►
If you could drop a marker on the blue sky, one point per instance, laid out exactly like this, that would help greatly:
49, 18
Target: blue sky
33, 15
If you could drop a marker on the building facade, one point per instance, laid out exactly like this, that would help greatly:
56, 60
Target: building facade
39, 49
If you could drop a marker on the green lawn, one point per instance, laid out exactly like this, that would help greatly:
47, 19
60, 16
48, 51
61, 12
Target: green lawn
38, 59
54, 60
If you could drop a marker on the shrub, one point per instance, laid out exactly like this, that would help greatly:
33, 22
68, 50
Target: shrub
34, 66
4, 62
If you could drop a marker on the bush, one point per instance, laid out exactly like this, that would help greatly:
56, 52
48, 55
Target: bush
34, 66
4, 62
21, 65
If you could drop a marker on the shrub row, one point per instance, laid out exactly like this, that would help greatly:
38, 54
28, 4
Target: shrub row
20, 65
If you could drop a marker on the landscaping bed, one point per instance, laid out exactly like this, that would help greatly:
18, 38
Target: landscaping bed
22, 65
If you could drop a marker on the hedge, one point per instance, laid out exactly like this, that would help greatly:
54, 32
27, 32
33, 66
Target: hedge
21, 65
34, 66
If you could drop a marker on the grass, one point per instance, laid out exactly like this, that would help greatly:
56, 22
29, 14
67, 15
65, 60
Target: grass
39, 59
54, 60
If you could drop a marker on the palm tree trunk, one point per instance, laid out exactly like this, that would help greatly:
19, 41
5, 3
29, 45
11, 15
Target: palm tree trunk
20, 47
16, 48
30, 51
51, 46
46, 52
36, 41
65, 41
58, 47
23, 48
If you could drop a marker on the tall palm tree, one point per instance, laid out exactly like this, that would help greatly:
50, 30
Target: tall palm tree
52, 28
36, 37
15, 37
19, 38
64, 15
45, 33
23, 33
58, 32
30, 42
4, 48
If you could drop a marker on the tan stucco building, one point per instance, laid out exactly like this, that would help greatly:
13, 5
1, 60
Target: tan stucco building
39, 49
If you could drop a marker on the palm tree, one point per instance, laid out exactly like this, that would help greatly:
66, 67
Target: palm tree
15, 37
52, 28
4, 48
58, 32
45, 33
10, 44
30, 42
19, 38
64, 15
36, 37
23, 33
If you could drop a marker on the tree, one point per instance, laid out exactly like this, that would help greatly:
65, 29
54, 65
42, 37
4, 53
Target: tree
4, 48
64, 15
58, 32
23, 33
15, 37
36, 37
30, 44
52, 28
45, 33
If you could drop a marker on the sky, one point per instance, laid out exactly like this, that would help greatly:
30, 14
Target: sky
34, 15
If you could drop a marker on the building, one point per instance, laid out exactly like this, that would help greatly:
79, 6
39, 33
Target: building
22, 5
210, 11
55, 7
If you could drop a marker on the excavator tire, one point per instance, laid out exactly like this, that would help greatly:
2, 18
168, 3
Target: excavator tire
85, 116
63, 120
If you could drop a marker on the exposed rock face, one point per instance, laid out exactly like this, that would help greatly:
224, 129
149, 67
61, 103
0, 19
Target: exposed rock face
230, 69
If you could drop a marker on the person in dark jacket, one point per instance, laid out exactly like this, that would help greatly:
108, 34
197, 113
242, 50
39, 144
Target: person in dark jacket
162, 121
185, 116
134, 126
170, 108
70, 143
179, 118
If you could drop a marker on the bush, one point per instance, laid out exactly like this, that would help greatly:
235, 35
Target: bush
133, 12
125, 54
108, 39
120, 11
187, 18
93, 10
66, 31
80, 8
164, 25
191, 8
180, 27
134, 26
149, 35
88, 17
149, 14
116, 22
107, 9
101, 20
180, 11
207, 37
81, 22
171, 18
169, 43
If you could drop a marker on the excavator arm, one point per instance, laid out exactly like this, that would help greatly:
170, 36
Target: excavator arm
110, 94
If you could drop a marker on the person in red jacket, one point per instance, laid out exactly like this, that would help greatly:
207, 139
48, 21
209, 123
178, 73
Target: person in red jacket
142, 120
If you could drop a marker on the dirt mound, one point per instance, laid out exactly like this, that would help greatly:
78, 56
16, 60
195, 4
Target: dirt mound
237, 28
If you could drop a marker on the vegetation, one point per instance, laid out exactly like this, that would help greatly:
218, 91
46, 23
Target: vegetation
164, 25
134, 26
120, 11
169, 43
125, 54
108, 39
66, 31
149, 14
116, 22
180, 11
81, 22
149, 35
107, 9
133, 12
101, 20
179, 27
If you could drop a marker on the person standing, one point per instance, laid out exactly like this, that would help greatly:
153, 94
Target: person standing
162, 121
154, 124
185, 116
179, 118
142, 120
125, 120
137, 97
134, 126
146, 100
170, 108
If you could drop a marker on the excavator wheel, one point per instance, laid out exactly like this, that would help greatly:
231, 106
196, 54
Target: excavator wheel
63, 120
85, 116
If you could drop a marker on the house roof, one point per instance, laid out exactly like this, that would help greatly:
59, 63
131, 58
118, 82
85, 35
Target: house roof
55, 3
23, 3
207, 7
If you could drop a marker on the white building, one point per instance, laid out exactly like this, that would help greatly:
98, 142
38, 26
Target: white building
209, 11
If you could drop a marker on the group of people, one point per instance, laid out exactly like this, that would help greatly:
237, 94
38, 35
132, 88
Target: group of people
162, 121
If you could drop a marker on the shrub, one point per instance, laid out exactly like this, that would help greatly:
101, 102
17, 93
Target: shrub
◄
- **DIRECTIONS**
Return, unchanged, each line from the line containing "If you could drop a marker on the white" through the last line of the material.

- **ANSWER TO THIS TASK**
If you could drop a marker on the white building, one point per instance, laid out exactly like this, that would help greatly:
98, 142
38, 26
Target: white building
209, 11
If you could drop a marker on the group of people, one point per instance, laid out exactly like this, that would help greatly:
237, 94
38, 35
132, 88
Target: group of people
162, 121
If you could drop a marker on the shrub, one point per instance, laid out exactly like this, that would help greatly:
101, 102
17, 93
Target: shrub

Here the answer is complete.